■ Reading text:
=-=-=
PSN-L Email List Message

Subject: Re: Microseism filter
From: "Connie and Jim Lehman" lehmancj@...........
Date: Thu, 24 Feb 2005 10:05:40 -0500


PSN & Davids/2
     Regrets to hear of necessity to tune out microseisms.  I have always
considered them a friend,--they are always there--a quick check of system,
performance-- and really quite entertaining as changes occur
daily--sometimes hourly.  Certainly in a classroom or a Science Center
setting the presense of microseisms adds to the total picture of Earth
activities.  My location inland in Virginia about 100 miles
from the Atlantic puts me in range of a host of activity on the Eastern
Seaboard --based of course on long period performance that I havc used.
Tropical storms show the moment they reach Florida and move northward to New
England or North Atlantic--  and  the normal flow of barometric highs & lows
in the southeast to northeast trending storm tracks through VA.  Then for
whatever reason in summer months, microseismic amplitudes go low for weeks
at a time--an opportunity to crank up the gain a bit.  I try to keep
microseisms about 1/4 in. in amplitude most of the time.
    Microseisms build to obnoxious amplitudes only as hurricanes move up the
east coast usually east of us, and there have been times where I closed down
recording for 10 hours or so.  Perhaps you folks by oceanside locations have
to live with more of this "pounding" a lot of the time.
   I am curious what affect filtering of microseisms would have on an
earthquakes profile--expecially the first arrivals of P-waves that often
don't appear to have periods too far removed from the cluster of 3-7sec
periods of typical microseisms.
----- Original Message -----
From: "David H. Youden" 
To: 
Sent: Thursday, February 24, 2005 7:07 AM
Subject: Re: Microseism filter


> Dave,
>
> Tell me more about your filter. I live on the East coast, and am
> troubled by the level of microseisms. I have messed a bit with switched
> capacitor circuits in the past, but for different purposes. Could you
> send a circuit diagram directly to me? Or point me to the chip you used
> so I can puzzle out my own filter.
=-=-=
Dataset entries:
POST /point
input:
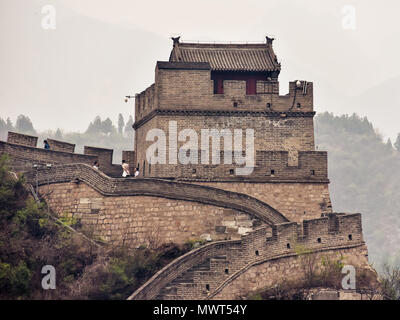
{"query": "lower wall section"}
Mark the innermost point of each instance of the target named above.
(296, 201)
(135, 220)
(269, 273)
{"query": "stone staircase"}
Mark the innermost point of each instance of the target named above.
(200, 280)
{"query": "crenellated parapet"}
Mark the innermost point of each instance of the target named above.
(222, 262)
(25, 155)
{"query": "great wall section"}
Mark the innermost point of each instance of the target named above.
(254, 225)
(262, 242)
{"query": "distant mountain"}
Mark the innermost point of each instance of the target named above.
(365, 177)
(83, 68)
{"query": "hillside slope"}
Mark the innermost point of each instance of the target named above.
(365, 177)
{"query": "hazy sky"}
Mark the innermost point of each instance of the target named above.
(102, 50)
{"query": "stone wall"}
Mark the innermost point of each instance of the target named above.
(270, 166)
(136, 220)
(189, 86)
(25, 155)
(225, 263)
(296, 201)
(271, 133)
(23, 158)
(109, 187)
(278, 271)
(57, 145)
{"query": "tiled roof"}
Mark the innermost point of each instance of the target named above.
(228, 57)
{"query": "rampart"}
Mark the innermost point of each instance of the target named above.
=-=-=
■ Exercise requirements:
1. In the microseism email, about how large does the writer try to keep microseism amplitude most of the time?
2. Reproduce everything in the microseism email from "Date: Thu, 24" down to "I havc used.".

■ Worked answers:
1. About 1/4 in.

2.
Date: Thu, 24 Feb 2005 10:05:40 -0500


PSN & Davids/2
     Regrets to hear of necessity to tune out microseisms.  I have always
considered them a friend,--they are always there--a quick check of system,
performance-- and really quite entertaining as changes occur
daily--sometimes hourly.  Certainly in a classroom or a Science Center
setting the presense of microseisms adds to the total picture of Earth
activities.  My location inland in Virginia about 100 miles
from the Atlantic puts me in range of a host of activity on the Eastern
Seaboard --based of course on long period performance that I havc used.